• [INFORMATION SUPPLIED]:
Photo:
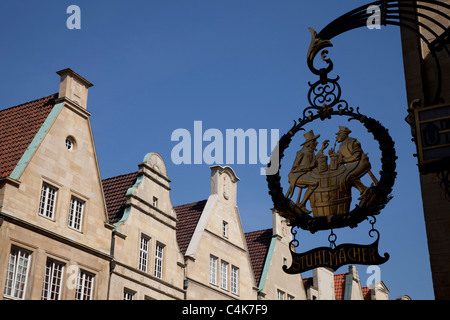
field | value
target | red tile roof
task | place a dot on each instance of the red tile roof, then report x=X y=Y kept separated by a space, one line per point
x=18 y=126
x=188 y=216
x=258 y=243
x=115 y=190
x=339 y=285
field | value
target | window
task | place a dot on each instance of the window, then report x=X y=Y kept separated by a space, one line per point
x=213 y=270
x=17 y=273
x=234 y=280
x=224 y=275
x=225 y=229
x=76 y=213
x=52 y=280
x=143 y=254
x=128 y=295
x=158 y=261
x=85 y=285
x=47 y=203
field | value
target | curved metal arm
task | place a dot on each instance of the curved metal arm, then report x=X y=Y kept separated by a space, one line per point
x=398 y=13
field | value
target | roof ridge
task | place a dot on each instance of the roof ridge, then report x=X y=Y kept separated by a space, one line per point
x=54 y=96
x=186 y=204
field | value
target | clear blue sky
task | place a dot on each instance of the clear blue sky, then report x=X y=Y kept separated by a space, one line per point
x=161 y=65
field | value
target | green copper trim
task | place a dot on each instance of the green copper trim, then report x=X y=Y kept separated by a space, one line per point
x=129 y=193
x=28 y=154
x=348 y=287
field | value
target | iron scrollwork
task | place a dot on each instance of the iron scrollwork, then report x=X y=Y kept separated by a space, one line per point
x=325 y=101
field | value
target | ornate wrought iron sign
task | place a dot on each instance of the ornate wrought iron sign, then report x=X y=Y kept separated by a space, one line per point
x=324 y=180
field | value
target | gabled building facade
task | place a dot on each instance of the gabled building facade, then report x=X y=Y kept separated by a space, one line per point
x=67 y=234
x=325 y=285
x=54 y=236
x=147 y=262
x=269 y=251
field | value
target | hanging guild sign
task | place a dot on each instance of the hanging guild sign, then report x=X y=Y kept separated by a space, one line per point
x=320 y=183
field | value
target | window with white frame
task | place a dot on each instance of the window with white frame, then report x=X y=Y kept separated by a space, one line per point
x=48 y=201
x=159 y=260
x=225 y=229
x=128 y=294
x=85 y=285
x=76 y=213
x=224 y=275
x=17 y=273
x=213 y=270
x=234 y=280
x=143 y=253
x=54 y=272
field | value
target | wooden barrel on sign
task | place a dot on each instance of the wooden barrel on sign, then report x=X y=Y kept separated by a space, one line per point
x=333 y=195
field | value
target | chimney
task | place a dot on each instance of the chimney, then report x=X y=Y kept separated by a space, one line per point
--
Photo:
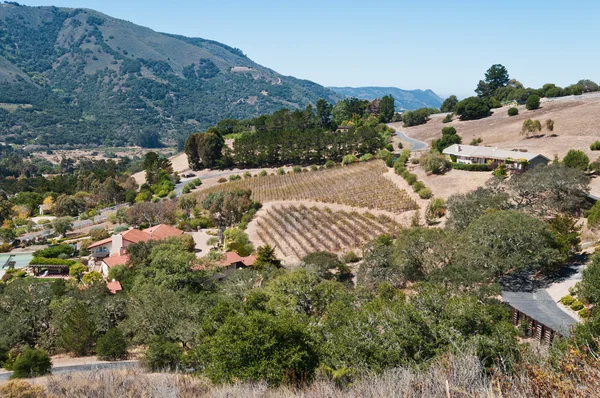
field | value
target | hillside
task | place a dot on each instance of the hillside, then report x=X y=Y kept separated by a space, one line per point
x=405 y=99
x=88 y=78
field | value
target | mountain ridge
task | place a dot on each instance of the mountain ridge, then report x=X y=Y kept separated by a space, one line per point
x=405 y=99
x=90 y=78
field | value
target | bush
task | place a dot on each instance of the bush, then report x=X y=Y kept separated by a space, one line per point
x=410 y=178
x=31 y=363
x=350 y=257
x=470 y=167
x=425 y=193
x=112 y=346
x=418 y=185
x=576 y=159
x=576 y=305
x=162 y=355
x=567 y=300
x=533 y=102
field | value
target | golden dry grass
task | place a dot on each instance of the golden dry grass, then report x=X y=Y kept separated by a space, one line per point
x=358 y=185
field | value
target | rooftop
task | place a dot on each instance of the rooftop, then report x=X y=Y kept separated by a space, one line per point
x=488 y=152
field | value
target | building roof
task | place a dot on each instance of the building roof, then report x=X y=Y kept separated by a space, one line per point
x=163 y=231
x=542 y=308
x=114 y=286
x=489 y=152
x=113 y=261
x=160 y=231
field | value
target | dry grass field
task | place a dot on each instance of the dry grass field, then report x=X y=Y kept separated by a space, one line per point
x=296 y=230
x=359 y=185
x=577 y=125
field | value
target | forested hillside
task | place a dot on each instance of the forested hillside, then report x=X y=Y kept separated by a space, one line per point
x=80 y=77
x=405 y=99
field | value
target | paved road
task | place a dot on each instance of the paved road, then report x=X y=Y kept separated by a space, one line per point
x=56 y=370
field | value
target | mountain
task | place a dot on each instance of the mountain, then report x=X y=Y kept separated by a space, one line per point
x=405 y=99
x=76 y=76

• [WHAT YOU NEED TO DO]:
Above this instruction are the records; retype exactly the lines from the one containing "task | place a dot on each instance of the golden" up to and including the one containing "target | forested hillside".

• [EXERCISE SOLUTION]:
task | place a dot on each instance of the golden dry grass, then report x=X y=Y kept separated by a space, one line per point
x=358 y=185
field | value
target | rooftop
task | place a dot on each instance of the rooftop, then report x=X y=Y kept separated by a space, one line per point
x=488 y=152
field | value
target | building roof
task | place a dot on each instance of the building roof, then report x=X y=Y kept separated by a space, one line per point
x=163 y=231
x=542 y=308
x=114 y=286
x=489 y=152
x=113 y=261
x=160 y=231
field | value
target | dry grass field
task | place a dot on each instance of the dry grass field, then report x=X y=Y kept separated by a space, one line per point
x=296 y=230
x=359 y=185
x=577 y=125
field | value
target | forested hillside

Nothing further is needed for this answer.